資料抜粋

__________

F+S Flash
(Vol.109)

 

============================= CONTENTS =============================
【F+Sメンバー紹介/第96弾】
  中嶋 博/日本IBM    <東京>
【コラム/『経営や歴史の著名人に見るBSC的考察 』】   <寄稿>
  <No.9> 〜〜「野村 克也」の巻〜〜      高橋 義郎/VWJ
【コラム/『「3点シナリオ」と「メンテナンス」第1回』】 <寄稿>
  ライフサイクルに応じたシナリオを   藤田 彰久/関西大学 名誉教授
【コラム/『【脳マネ】第25回 脳って面白い 』】     <寄稿>
  「計測できるものは改善できる」      前田 英行/日立公共SE
【F+S Forum/開催予定】 (以下は仮日程です。最新日程はHPをご覧ください)

__________

提供データ
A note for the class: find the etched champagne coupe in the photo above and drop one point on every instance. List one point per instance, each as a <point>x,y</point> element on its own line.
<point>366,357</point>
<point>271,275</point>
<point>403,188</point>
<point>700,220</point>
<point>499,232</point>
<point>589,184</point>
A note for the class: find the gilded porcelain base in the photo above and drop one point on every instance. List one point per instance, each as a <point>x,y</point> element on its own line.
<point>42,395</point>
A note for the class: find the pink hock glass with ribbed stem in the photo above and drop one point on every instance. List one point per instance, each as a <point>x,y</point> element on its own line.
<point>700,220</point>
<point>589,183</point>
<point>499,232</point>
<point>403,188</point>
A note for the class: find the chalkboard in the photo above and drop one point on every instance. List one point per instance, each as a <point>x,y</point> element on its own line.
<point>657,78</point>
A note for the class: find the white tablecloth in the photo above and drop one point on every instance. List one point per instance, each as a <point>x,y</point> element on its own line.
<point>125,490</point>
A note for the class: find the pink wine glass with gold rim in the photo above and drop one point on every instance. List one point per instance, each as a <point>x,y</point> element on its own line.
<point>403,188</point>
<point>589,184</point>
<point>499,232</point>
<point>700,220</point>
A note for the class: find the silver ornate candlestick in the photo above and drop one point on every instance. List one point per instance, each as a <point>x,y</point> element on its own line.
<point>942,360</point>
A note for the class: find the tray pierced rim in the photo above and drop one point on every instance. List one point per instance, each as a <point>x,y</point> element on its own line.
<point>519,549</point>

__________

課題内容
資料によると、「野村 克也」の巻のコラムを寄稿しているのは誰ですか。 資料に書かれていることだけを根拠にしてください。

解答
VWJの高橋 義郎です。